▶ Prompt
Repeat, word for word, only the portion of the data below that opens with the line containing "like x=458, y=880." and closes with the line containing "x=939, y=711", including both of those lines.

------------------------------------

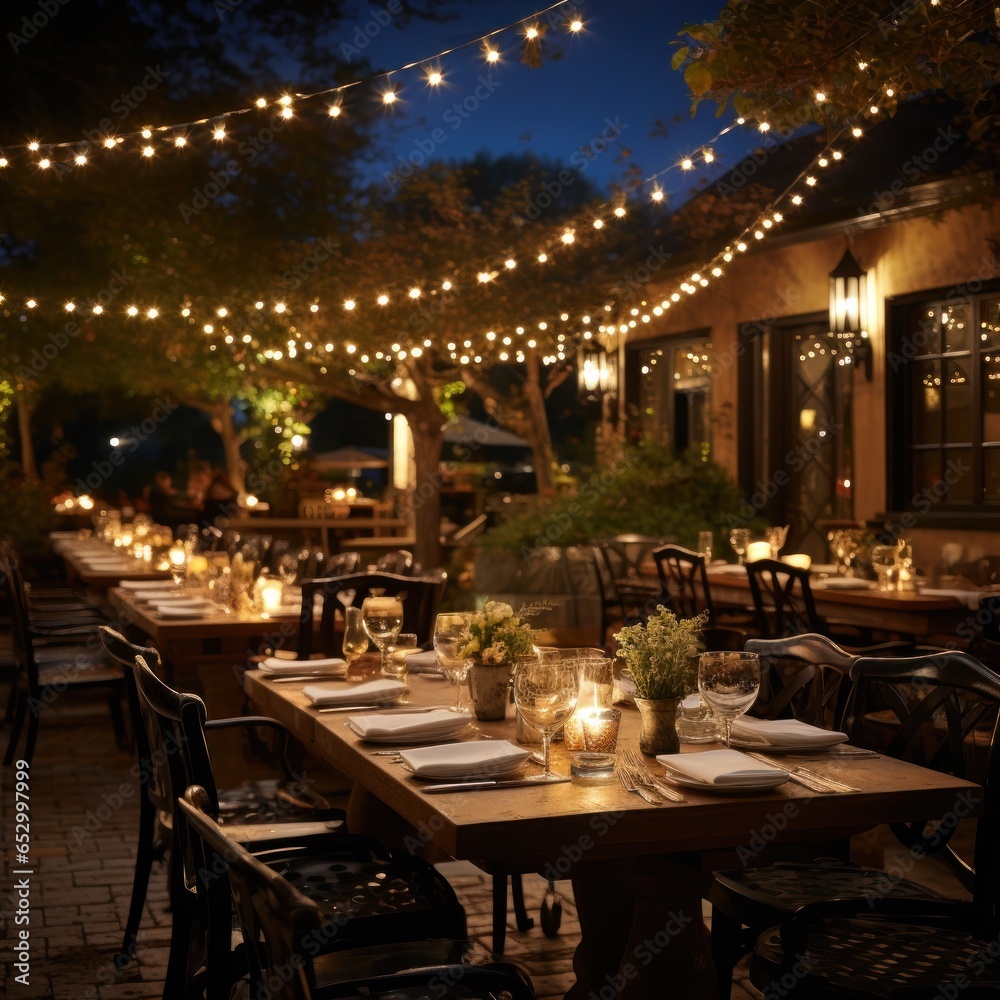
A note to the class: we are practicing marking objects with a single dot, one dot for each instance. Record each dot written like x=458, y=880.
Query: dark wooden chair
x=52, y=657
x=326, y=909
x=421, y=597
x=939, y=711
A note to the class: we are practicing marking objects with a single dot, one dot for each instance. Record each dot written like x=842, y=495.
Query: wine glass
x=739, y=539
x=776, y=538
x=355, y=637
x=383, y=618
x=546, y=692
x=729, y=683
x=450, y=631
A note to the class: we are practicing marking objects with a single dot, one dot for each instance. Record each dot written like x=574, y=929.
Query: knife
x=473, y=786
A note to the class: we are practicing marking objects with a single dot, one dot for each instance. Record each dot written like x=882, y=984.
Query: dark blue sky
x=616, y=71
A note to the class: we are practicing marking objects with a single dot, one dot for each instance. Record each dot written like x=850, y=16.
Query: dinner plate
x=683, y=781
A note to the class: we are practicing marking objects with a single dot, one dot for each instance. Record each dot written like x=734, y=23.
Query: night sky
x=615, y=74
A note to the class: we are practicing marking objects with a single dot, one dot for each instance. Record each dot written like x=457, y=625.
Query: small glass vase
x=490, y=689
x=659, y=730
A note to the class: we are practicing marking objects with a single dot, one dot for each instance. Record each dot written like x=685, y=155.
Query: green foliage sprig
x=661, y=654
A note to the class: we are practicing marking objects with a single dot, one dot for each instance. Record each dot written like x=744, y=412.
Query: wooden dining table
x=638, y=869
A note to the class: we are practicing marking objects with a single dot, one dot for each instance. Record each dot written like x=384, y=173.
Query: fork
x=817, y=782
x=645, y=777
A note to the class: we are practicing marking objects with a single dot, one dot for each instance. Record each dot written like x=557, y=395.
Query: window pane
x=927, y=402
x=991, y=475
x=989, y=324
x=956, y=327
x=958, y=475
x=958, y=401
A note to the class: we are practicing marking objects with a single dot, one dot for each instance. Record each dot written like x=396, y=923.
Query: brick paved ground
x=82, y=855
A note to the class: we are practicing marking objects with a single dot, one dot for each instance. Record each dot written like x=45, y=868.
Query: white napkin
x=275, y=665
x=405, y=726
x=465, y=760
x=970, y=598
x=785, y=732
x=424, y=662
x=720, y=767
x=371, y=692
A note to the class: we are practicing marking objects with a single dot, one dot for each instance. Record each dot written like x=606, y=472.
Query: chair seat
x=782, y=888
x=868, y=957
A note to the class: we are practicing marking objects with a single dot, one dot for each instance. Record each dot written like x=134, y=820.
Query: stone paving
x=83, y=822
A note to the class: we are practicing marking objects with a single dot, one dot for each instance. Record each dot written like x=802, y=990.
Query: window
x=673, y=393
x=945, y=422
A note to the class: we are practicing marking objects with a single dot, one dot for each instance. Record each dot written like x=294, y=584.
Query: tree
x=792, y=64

------------------------------------

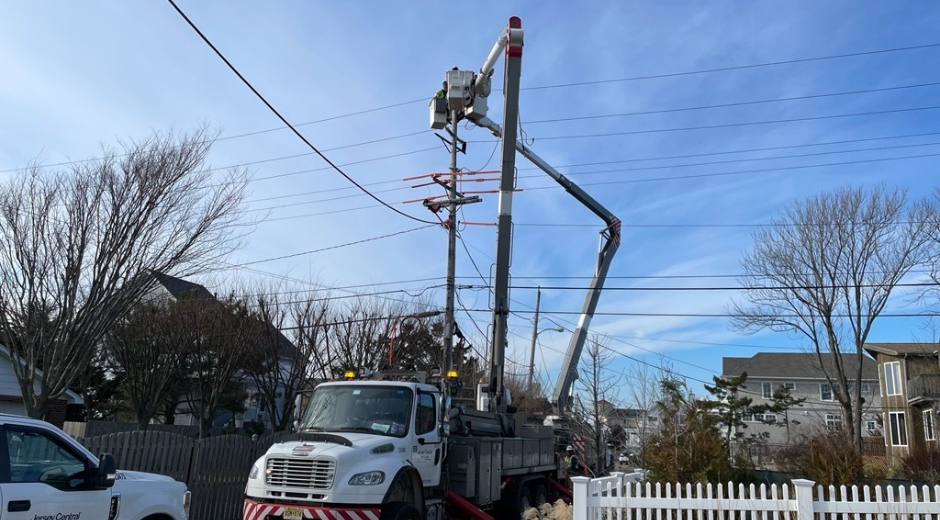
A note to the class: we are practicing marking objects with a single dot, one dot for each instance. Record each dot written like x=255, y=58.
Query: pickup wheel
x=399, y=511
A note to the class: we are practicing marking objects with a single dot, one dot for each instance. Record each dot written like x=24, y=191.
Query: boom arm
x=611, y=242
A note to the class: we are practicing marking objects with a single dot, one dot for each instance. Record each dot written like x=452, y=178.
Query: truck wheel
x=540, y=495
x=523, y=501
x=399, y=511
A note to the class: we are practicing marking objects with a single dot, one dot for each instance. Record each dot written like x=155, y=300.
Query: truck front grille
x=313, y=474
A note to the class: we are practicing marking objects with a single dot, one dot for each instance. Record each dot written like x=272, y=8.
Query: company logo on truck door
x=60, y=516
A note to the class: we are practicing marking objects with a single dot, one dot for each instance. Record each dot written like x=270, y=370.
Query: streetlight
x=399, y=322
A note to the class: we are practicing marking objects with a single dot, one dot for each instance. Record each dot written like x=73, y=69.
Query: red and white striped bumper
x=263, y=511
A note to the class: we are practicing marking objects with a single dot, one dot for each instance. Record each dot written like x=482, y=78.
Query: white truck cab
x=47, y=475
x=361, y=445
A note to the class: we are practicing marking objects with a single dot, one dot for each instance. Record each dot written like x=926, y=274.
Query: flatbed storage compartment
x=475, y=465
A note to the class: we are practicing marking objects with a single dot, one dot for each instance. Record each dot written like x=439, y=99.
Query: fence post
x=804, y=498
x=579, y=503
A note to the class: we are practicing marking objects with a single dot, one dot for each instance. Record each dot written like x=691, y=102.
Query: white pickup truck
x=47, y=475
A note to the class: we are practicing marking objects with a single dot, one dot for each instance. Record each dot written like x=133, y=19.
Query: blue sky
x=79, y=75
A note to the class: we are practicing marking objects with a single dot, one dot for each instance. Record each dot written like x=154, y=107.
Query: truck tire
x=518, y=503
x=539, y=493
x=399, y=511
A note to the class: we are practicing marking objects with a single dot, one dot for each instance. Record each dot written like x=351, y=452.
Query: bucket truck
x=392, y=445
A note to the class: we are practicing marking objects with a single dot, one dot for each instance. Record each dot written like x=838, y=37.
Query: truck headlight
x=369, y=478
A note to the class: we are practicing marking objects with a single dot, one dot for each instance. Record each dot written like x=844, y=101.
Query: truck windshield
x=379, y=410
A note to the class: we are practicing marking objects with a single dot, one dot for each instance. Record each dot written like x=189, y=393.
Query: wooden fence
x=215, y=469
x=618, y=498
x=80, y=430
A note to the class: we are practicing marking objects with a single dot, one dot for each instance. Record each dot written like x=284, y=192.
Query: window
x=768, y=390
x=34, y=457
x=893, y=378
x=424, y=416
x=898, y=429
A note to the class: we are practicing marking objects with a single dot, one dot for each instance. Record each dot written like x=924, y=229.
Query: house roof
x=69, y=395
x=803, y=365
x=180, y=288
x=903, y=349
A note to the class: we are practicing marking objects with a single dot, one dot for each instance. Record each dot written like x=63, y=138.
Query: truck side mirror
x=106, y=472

------------------------------------

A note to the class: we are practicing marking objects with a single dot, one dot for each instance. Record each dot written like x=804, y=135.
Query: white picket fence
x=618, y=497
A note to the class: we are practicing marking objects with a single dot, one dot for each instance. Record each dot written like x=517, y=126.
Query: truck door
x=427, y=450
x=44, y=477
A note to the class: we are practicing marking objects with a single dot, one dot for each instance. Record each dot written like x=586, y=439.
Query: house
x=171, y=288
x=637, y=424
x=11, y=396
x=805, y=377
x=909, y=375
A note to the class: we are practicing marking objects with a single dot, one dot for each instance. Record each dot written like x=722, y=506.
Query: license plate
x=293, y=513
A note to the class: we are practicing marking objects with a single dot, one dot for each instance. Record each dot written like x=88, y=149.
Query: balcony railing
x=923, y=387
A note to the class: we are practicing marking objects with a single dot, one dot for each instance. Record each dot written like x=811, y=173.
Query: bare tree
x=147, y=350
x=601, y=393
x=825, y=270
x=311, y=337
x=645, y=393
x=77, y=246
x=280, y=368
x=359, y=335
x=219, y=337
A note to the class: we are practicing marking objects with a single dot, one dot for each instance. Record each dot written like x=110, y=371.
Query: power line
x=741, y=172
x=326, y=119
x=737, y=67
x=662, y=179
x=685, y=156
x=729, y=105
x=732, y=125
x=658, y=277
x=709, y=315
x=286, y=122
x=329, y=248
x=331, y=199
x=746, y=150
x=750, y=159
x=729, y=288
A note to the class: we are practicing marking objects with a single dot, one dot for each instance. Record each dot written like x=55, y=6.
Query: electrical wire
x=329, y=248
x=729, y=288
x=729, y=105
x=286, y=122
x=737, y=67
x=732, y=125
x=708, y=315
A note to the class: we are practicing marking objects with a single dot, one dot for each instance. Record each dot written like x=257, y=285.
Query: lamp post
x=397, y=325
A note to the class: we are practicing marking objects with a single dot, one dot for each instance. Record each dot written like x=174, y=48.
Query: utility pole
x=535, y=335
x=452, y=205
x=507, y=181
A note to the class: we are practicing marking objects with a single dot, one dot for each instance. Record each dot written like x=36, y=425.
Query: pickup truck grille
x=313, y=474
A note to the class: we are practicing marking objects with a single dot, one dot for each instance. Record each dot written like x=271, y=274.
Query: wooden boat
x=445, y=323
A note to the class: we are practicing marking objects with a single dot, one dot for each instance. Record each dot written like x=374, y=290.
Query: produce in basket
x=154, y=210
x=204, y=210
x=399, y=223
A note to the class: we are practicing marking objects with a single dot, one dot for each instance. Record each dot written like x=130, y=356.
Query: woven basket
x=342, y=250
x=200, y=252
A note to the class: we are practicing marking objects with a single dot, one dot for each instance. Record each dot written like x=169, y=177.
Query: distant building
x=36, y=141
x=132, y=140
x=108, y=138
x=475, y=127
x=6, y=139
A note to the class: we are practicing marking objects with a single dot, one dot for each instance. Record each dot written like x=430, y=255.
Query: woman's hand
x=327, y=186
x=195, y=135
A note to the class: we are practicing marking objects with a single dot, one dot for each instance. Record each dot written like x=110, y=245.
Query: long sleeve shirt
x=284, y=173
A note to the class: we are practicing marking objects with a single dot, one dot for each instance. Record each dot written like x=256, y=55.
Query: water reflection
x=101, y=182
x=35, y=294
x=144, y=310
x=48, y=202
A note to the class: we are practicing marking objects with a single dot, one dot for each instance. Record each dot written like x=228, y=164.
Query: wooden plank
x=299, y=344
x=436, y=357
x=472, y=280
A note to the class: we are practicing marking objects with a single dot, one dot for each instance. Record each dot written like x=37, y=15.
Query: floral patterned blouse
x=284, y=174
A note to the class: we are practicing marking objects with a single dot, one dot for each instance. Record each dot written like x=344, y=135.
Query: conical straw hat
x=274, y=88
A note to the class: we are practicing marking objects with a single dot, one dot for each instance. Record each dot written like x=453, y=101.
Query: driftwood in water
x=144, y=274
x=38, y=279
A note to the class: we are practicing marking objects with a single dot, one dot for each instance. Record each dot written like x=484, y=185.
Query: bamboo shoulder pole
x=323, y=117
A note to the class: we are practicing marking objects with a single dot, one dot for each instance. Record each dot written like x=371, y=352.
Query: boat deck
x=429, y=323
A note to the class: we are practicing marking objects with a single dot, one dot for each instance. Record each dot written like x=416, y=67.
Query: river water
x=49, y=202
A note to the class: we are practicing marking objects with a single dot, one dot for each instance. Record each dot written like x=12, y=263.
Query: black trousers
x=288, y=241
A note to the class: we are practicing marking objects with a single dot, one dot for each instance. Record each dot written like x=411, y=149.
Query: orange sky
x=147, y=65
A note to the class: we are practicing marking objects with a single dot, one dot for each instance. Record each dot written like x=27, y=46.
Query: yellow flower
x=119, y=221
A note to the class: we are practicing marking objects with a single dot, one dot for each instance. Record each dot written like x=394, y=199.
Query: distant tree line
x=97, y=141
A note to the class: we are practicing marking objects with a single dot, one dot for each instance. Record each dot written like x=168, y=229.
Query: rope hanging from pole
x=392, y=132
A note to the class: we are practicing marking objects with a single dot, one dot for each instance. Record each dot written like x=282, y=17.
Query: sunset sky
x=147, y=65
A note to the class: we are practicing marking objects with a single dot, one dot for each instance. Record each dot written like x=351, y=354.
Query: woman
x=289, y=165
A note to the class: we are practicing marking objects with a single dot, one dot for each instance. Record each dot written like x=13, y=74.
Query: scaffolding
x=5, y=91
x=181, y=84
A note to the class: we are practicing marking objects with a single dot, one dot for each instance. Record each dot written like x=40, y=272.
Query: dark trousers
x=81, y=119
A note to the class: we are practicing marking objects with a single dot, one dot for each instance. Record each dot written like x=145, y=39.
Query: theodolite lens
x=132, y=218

------------------------------------

▶ The solution
A note to the class: we are practicing marking objects with a single dot, one dot for each instance. Record each dot written like x=458, y=880.
Query: dark wooden chair
x=52, y=657
x=326, y=909
x=421, y=597
x=939, y=711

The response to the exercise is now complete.